[Dataset excerpts on object pointing]
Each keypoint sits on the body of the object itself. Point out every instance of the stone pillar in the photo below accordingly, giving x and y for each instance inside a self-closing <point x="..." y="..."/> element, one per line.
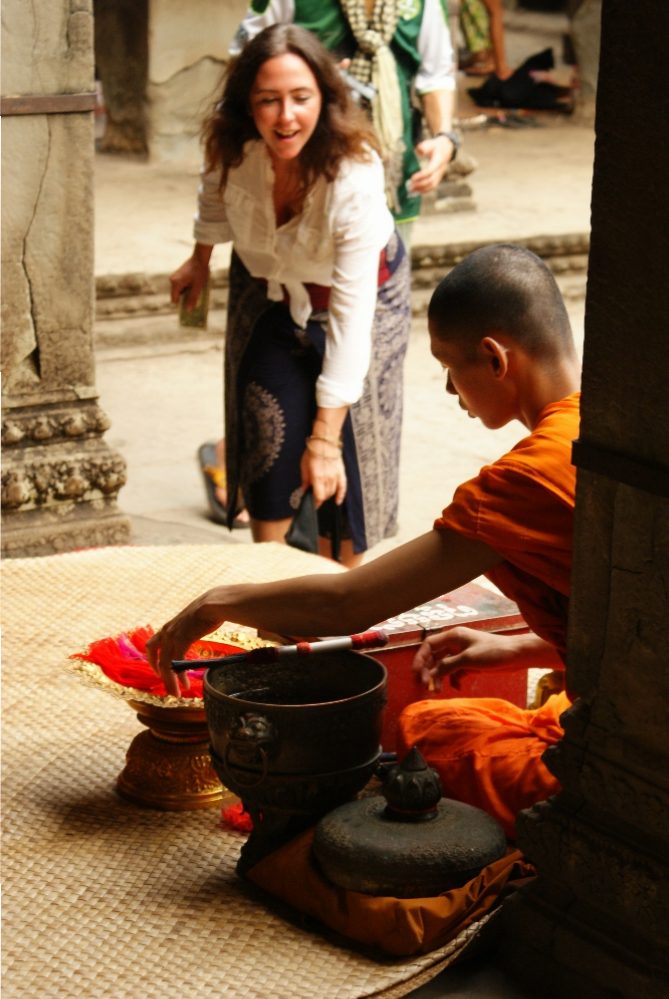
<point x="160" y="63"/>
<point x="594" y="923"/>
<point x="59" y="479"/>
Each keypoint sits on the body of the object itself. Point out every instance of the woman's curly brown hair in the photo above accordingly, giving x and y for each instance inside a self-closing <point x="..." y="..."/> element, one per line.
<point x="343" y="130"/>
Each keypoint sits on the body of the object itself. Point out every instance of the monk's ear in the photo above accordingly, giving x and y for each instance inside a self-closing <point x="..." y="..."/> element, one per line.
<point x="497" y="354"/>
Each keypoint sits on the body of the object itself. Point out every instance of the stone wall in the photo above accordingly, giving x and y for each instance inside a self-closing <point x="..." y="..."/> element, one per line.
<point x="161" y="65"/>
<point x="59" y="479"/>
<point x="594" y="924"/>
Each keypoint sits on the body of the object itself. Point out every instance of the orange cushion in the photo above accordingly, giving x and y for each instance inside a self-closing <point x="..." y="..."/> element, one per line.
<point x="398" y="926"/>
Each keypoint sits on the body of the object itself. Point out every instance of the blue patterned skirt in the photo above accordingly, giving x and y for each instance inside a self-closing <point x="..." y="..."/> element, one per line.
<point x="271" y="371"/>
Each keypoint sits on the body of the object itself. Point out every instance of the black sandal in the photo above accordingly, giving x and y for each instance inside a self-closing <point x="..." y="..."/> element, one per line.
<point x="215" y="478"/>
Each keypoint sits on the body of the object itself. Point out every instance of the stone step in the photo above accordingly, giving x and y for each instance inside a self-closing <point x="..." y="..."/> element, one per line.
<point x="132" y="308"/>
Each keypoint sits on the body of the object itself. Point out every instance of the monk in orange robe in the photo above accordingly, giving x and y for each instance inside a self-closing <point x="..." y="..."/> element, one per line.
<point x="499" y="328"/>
---
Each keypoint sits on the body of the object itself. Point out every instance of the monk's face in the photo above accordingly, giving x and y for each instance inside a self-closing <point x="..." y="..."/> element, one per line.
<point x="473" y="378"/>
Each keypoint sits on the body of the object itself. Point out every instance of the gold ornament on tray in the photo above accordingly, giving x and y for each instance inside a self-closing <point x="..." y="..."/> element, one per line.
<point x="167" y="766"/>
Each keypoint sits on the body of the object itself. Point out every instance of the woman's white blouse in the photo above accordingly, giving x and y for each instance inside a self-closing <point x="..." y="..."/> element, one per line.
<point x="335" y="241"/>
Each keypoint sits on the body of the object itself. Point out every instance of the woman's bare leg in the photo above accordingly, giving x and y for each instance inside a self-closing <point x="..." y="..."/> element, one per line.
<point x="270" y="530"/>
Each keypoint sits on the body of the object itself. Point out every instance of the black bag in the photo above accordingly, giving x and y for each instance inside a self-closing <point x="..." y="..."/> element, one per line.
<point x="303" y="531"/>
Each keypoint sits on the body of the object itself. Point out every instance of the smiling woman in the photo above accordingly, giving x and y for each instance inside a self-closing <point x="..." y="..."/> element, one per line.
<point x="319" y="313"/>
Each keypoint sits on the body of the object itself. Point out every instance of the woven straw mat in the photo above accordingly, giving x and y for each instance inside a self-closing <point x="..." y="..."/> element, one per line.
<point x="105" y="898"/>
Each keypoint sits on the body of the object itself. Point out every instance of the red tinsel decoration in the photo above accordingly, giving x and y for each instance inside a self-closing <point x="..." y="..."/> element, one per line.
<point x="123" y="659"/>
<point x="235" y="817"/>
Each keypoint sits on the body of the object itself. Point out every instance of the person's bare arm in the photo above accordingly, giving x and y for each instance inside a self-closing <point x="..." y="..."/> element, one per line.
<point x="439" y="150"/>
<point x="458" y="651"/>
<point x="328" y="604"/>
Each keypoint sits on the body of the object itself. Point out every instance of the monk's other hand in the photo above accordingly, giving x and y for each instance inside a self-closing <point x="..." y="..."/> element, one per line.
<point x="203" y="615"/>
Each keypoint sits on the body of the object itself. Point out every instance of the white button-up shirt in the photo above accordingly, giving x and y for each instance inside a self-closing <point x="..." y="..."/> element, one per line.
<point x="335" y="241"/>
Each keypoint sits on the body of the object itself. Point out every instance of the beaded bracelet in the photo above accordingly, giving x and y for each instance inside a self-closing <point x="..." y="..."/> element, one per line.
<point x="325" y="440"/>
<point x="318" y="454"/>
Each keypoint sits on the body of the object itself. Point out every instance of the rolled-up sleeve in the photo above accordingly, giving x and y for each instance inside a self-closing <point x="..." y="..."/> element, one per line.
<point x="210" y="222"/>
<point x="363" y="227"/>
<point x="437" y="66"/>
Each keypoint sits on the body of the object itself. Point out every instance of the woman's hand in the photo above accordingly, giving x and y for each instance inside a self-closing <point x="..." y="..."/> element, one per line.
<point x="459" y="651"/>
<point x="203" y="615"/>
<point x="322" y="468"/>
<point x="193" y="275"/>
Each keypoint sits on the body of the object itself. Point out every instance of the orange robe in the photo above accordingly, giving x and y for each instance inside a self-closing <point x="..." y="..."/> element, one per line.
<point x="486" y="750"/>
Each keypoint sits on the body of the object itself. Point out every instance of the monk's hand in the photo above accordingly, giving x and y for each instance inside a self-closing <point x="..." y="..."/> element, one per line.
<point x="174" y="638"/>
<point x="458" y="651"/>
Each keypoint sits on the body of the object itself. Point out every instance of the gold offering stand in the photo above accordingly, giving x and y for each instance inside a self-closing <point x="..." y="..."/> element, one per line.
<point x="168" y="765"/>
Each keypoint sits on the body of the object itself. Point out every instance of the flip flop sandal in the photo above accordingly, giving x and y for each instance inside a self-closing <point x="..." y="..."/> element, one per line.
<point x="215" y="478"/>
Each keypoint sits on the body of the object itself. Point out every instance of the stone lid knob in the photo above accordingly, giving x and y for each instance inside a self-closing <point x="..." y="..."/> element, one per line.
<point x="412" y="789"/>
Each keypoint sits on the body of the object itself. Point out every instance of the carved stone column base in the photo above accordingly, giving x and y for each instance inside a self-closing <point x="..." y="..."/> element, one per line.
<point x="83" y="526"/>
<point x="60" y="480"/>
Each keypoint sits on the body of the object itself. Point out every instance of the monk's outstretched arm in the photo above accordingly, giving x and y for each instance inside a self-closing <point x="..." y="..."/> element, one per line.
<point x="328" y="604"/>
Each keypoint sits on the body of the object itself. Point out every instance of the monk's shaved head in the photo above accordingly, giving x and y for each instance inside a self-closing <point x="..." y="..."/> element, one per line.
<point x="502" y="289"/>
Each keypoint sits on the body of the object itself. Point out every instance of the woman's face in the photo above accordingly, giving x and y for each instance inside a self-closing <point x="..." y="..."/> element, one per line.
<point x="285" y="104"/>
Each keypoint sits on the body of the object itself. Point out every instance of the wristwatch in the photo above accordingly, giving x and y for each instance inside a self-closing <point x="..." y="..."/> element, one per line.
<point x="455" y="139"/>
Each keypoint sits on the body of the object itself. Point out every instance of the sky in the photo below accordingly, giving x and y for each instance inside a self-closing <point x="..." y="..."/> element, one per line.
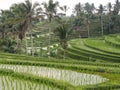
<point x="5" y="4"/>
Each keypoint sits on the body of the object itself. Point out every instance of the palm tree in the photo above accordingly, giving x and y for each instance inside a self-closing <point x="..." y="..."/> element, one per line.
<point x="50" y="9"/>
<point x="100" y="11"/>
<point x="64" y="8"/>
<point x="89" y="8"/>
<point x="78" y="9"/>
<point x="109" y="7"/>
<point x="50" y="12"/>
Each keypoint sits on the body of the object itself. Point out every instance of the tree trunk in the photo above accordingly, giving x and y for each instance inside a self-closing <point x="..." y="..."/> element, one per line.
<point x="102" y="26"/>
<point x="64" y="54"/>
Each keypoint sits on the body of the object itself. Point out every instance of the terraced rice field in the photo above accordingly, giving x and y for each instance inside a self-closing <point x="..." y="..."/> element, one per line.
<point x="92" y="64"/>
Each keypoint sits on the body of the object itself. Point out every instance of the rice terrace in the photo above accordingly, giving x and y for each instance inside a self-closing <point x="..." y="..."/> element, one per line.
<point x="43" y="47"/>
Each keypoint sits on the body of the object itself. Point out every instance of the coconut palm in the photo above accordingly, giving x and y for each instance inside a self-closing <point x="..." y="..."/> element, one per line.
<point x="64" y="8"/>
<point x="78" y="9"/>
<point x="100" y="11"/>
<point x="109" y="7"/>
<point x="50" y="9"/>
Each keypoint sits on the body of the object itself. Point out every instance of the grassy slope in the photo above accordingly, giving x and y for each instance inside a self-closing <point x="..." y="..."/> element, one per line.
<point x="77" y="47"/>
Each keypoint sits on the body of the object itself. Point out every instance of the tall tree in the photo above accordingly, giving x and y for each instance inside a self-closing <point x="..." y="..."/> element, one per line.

§ **Written request**: Reproduce the lines from the one containing "of the grassy" through the one containing "of the tall", including both of those lines.

§ **Exercise output**:
Each keypoint sits on the body of the object itself. Point out every instance of the grassy slope in the photo above accordingly, giving x and y for each instance inside a self-closing <point x="..." y="..."/> element, one per line.
<point x="77" y="47"/>
Each keypoint sits on the body of the object itself. Point out every instance of the tall tree in the photo above accordingly, giving x and y for each instance inside a self-closing <point x="..." y="..."/> element, one per line.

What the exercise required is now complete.